EXCERPT TO READ –
Baculoviruses are being studied for their use in the expression of recombinant proteins and for their application as biological control agents for insect pests. The improvement of baculoviruses for both these applications requires a detailed knowledge of baculovirus infection and replication. The general features of baculoviruses are reviewed by Blissard et al. (2000) . The Baculoviridae are a large family of rod-shaped, occluded viruses with circular dsDNA genomes. They range in size from 80 to 180 kbp and are pathogenic for invertebrates. Baculoviruses form occlusion bodies (OBs) of a crystalline protein matrix and are divided into two genera, based, in part, on how the virions are packaged in this matrix. Granulovirus (GV) virions are occluded as single virions per OB, while nucleopolyhedrovirus (NPV) virions are packaged with multiple virions per OB. A further phenotypic distinction can be made for NPVs based on the number of nucleocapsids packaged into each virion, being either single capsid NVPs (SNPVs) or multiple capsid NVPs (MNPVs), although this appears to have no phylogenetic value. NPVs have been subdivided into two distinct groups based on molecular phylogenies (Zanotto et al., 1993 ). Group I NPVs are closely related, while group II NPVs appear to be more divergent.

Epiphyas postvittana MNPV (EppoMNPV) is a multiply embedded (unpublished data) NPV pathogenic for the light brown apple moth, Epiphyas postvittana, which is part of a major horticultural pest complex comprising seven species of leafroller insects present in New Zealand. EppoMNPV has a genome of under 120 kbp, making it the smallest group I NPV genome characterized to date (Hyink et al., 1998 ). The small size of the EppoMNPV genome and the economic importance of its host make EppoMNPV an important virus to study.

YOUR TASKS –
A. In the baculovirus excerpt, what insect does EppoMNPV infect?
B. Resume the baculovirus excerpt, writing on from its final sentence.
The entries placed after the baculovirus excerpt are not needed.

INFORMATION –

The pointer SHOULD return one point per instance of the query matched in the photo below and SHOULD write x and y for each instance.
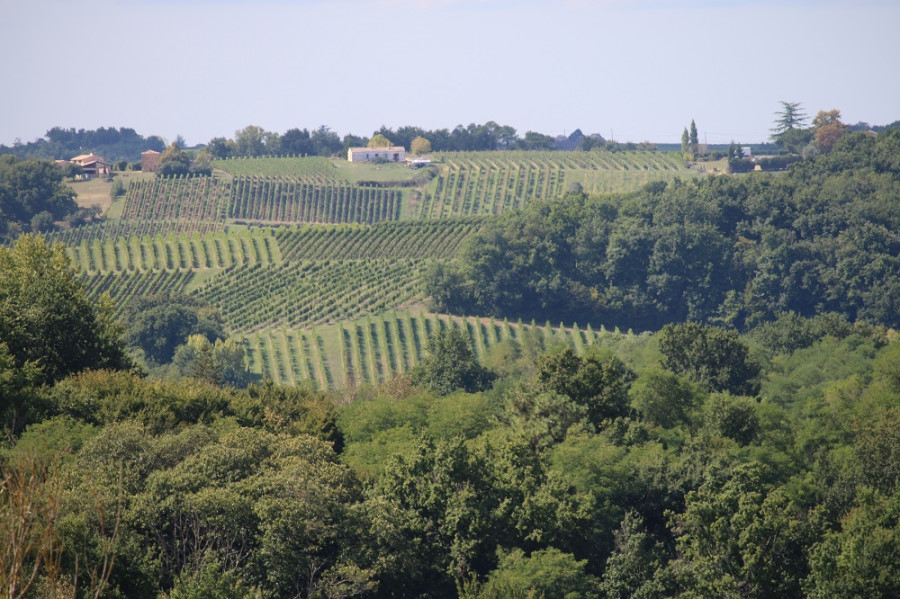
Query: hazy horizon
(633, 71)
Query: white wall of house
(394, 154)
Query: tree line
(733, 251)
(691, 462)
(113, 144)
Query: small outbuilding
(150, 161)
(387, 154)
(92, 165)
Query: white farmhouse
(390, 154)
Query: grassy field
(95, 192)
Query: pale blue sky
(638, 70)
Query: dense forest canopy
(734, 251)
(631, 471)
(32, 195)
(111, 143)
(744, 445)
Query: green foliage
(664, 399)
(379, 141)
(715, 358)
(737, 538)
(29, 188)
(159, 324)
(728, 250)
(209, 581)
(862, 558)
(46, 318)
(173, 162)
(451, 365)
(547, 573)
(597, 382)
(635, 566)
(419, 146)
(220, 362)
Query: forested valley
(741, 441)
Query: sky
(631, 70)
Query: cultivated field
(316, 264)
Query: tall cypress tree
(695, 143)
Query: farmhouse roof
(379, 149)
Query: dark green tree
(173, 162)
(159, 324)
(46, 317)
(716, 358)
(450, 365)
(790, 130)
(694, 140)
--
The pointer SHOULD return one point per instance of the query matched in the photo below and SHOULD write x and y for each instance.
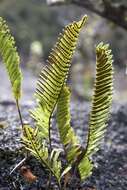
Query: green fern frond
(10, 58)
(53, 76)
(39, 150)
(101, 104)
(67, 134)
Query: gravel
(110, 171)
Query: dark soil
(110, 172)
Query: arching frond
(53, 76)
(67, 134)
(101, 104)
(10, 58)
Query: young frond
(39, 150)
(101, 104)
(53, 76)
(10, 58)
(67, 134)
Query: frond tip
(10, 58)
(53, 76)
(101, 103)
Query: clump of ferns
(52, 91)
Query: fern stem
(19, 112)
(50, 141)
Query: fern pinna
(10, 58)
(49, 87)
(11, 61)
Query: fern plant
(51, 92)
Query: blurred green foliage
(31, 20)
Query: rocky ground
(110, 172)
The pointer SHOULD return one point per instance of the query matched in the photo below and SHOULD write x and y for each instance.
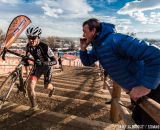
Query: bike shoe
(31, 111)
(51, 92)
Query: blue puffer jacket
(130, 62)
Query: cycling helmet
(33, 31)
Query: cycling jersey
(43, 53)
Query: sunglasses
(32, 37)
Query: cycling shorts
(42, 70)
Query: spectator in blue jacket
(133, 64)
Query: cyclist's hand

EXPECTED RESULTS –
A. The light brown apple moth, Epiphyas postvittana.

B.
To better understand the evolution of baculoviruses and the molecular mechanisms behind baculovirus infection and replication, the sequencing of baculovirus genomes has been undertaken by a number of research groups. Six NPVs, Autographa californica MNPV (AcMNPV) (Ayres et al., 1994 ), Bombyx mori NPV (BmNPV) (Gomi et al., 1999 ), Orgyia pseudotsugata MNPV (OpMNPV) (Ahrens et al., 1997 ), Lymantria dispar MNPV (LdMNPV) (Kuzio et al., 1999 ), Spodoptera exigua MNPV (SeMNPV) (IJkel et al., 1999 ) and Helicoverpa armigera SNPV (HaSNPV) (Chen et al., 2001 ), and three GVs, Xestia c-nigrum GV (XecnGV) (Hayakawa et al., 1999 ), Plutella xylostella GV (PxGV) (Hashimoto et al., 2000 ) and Cydia pomonella GV (CpGV) (Luque et al., 2001 ), have now been completely sequenced. The genomes of these baculoviruses range in size from 101 to 179 kbp.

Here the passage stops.